-- TASK GOAL --
Rename "floating vegetation" to "aquatic plants" throughout the records and keep every other part unchanged.

################

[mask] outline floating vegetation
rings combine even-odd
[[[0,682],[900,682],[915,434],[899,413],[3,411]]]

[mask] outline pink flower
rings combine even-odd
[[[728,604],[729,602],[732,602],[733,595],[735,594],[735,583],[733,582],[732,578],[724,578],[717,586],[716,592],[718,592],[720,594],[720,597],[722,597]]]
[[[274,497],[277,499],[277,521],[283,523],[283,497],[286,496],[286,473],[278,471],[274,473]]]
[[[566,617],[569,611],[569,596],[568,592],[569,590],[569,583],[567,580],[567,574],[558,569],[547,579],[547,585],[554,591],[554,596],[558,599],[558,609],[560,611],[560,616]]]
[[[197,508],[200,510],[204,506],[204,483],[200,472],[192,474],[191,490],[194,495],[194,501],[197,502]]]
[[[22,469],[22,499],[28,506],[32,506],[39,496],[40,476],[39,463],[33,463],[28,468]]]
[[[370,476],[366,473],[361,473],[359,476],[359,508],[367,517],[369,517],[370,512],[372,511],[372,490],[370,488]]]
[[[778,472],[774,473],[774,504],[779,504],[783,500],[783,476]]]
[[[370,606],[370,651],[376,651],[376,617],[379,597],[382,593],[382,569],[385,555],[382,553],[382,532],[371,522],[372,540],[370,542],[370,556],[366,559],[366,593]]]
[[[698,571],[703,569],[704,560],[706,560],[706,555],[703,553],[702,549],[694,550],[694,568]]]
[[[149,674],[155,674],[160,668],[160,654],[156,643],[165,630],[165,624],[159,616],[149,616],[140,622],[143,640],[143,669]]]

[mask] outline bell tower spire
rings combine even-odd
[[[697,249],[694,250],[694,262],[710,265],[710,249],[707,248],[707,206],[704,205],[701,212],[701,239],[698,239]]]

################

-- TASK RESPONSE --
[mask] outline aquatic plants
rings combine even-odd
[[[0,682],[900,682],[915,434],[899,413],[3,411]]]

[mask] outline pink flower
rings combine even-odd
[[[728,604],[729,602],[732,602],[733,595],[735,594],[735,583],[733,582],[732,578],[724,578],[717,586],[716,592],[718,592],[720,594],[720,597],[722,597]]]
[[[274,497],[277,499],[277,521],[283,523],[283,497],[286,496],[286,473],[278,471],[274,473]]]
[[[566,617],[569,611],[569,596],[568,592],[569,590],[569,583],[567,580],[567,574],[558,569],[547,579],[547,585],[554,591],[554,596],[558,599],[558,609],[560,611],[560,616]]]
[[[197,508],[200,510],[204,506],[204,483],[200,472],[192,474],[191,490],[194,495],[194,501],[197,502]]]
[[[22,469],[22,499],[28,506],[32,506],[39,496],[40,476],[39,463],[33,463],[28,468]]]
[[[370,476],[366,473],[361,473],[359,476],[359,508],[367,517],[369,517],[370,512],[372,511],[372,490],[370,488]]]
[[[778,472],[774,473],[774,504],[779,504],[783,500],[783,476]]]
[[[370,606],[370,651],[376,651],[376,617],[379,597],[382,593],[382,569],[385,555],[382,553],[382,532],[371,522],[372,540],[370,542],[370,556],[366,559],[366,593]]]
[[[698,571],[703,569],[704,560],[706,560],[706,555],[703,553],[702,549],[694,550],[694,568]]]
[[[149,674],[155,674],[160,668],[160,654],[156,643],[165,630],[165,624],[159,616],[149,616],[140,622],[143,640],[143,669]]]

[mask] outline bell tower spire
rings combine even-odd
[[[697,249],[694,250],[694,262],[710,265],[710,249],[707,248],[707,206],[704,205],[701,212],[701,239],[698,239]]]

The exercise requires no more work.